▸ The exercise
Rewrite every line of the records below, including the requests, after scaling each coordinate in the answers by 0.55 and rounding to whole numbers with halves rounded up. Apply this to all the records, and leave the pictures out of your reply.

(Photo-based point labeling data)
****************

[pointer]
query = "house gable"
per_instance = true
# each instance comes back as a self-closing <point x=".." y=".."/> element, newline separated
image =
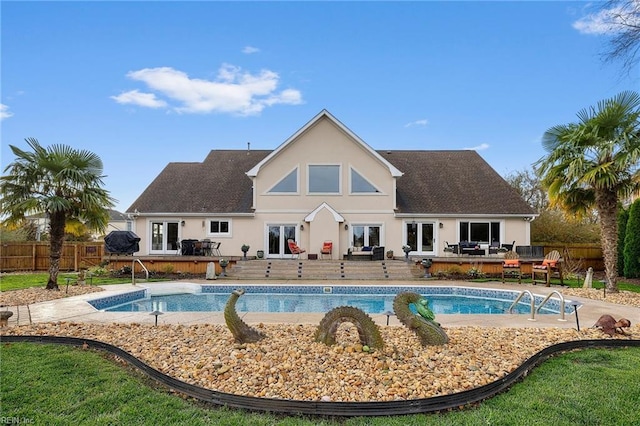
<point x="325" y="157"/>
<point x="322" y="115"/>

****************

▸ Output of the task
[pointer]
query = "house gable"
per_instance = true
# each instance comes back as a self-closing <point x=".." y=".."/> element, newline separated
image =
<point x="179" y="86"/>
<point x="177" y="63"/>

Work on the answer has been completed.